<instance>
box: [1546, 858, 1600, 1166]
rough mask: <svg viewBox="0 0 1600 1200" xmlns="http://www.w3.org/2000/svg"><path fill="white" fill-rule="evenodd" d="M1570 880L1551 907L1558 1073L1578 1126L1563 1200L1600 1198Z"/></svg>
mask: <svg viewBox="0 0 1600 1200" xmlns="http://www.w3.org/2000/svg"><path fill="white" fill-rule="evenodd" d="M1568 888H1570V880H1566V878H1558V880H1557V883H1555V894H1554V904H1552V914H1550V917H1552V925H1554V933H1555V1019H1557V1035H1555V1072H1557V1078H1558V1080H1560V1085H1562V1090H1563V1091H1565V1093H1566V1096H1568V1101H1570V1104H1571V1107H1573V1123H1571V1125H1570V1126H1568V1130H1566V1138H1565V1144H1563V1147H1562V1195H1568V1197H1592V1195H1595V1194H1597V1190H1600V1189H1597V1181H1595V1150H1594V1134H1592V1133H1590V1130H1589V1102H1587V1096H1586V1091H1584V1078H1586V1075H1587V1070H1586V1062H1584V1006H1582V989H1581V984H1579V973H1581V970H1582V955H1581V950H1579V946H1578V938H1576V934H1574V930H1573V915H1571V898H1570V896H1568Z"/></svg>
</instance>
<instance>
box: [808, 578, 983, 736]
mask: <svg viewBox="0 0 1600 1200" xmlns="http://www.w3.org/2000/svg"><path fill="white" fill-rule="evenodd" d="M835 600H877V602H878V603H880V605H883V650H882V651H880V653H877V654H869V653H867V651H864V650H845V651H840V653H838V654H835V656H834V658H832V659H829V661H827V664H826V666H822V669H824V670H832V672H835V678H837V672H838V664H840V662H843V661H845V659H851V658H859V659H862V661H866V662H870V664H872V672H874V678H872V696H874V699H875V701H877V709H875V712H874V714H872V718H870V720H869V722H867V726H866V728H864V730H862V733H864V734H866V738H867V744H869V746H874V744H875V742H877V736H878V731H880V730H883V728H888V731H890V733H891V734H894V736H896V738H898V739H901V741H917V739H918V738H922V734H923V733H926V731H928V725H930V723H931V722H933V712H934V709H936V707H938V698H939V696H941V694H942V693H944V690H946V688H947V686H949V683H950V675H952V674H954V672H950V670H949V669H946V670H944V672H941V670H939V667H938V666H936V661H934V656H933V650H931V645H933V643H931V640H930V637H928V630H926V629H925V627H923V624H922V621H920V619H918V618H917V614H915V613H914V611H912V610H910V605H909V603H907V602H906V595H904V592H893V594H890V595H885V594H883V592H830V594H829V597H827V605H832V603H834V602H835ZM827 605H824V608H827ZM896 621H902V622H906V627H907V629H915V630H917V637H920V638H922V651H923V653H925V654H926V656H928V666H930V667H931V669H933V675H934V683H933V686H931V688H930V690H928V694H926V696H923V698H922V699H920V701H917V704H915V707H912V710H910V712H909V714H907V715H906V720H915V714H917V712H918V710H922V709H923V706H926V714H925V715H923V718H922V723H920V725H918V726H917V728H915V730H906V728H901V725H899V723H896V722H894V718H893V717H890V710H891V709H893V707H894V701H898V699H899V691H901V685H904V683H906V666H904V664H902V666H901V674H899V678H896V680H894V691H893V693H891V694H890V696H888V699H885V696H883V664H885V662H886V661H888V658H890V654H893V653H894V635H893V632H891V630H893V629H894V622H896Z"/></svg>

_ _ _

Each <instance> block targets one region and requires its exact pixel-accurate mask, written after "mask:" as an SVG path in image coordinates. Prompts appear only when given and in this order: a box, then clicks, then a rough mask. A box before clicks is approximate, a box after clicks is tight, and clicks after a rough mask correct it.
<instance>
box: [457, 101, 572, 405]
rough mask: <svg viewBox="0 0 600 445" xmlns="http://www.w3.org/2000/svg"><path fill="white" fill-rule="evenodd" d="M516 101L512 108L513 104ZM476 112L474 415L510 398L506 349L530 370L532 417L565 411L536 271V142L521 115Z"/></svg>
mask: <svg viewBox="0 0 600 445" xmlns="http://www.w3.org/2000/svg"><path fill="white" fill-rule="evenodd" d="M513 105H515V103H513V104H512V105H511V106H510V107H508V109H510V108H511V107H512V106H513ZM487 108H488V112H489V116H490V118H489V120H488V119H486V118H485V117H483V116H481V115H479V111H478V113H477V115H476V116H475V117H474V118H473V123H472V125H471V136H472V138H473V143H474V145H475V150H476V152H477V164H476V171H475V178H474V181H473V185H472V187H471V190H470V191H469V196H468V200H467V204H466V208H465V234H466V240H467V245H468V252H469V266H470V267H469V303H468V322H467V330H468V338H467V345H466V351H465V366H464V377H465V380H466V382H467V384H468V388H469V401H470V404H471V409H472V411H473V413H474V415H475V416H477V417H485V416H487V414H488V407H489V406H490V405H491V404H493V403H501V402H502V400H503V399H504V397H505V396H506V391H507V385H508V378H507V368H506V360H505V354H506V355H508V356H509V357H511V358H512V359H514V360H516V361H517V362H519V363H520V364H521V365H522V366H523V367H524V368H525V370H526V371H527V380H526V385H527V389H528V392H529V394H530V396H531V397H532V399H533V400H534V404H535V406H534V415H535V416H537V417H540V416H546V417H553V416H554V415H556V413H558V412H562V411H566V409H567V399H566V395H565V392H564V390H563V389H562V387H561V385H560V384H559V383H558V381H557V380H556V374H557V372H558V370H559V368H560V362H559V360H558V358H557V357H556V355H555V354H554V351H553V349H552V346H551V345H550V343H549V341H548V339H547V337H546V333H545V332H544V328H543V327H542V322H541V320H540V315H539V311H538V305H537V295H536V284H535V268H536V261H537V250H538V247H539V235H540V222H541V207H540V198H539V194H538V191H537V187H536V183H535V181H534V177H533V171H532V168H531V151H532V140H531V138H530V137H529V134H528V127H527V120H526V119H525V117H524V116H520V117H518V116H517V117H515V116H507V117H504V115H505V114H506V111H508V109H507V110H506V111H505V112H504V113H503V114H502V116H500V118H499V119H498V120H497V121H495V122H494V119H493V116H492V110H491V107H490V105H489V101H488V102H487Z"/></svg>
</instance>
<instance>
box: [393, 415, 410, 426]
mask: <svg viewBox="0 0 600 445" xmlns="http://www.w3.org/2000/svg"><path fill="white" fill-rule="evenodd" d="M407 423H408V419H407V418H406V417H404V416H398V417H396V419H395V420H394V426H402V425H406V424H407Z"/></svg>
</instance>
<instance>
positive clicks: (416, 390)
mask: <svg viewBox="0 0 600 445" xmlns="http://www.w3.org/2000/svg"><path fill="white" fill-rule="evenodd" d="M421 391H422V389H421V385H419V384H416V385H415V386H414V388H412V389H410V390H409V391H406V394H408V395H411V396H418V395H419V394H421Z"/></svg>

_ _ _

- Task directions: Find every line in the items above that contains the word "rough", and copy each of those lines in full.

- Result of the exercise:
rough mask: <svg viewBox="0 0 1600 1200" xmlns="http://www.w3.org/2000/svg"><path fill="white" fill-rule="evenodd" d="M1570 880L1551 907L1558 1073L1578 1126L1563 1200L1600 1198Z"/></svg>
Each <instance> block targets one region and requires its exact pixel-accurate mask, written after "mask:" as an SVG path in image coordinates. Prompts appear only when given and in this order: a box, then clicks, then a rough mask. A box before clicks is approximate, a box after clicks is tight, and clicks after a rough mask correct it.
rough mask: <svg viewBox="0 0 600 445" xmlns="http://www.w3.org/2000/svg"><path fill="white" fill-rule="evenodd" d="M516 101L512 108L513 104ZM476 112L474 415L510 398L506 349L530 370L532 417L565 411L536 271V142L521 115Z"/></svg>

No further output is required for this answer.